Captive audience: required attendance at political/religious meetings prohibited.
Connecticut's Workplace Freedom Act prohibits employers from requiring attendance at meetings where the primary purpose is to communicate the employer's views on political or religious matters. Voluntary attendance is permitted — but the meetings cannot be mandatory, and workers cannot be disciplined or terminated for declining to attend. Connecticut is among 13 states with captive audience bans (joining California, Illinois, Maine, Minnesota, New Jersey, New York, Oregon, Rhode Island, Washington, and others). The law specifically protects worker speech and political activity rights — making it operationally distinct from typical labor relations frameworks.
Captive Audience Compliance + Voluntary-Attendance Capture
Validates that political/religious workplace meetings are scheduled as voluntary, with attendance not required for any worker. Captures voluntary attestations. Tracks retaliation exposure for non-attendance.
What those rules do at meeting scheduling and attendance review.
The hero card configuration: Block on mandatory scheduling, Flag on voluntary attestation, Critical on retaliation.

REQUIRED TASK – Please copy the stretch from "Captive Audience Compliance" through "and attendance review." word for word from the passage on Connecticut's captive audience ban.

GIVEN INFORMATION –
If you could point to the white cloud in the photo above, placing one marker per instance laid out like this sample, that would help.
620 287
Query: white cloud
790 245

OUTPUT –
Captive Audience Compliance + Voluntary-Attendance Capture
Validates that political/religious workplace meetings are scheduled as voluntary, with attendance not required for any worker. Captures voluntary attestations. Tracks retaliation exposure for non-attendance.
What those rules do at meeting scheduling and attendance review.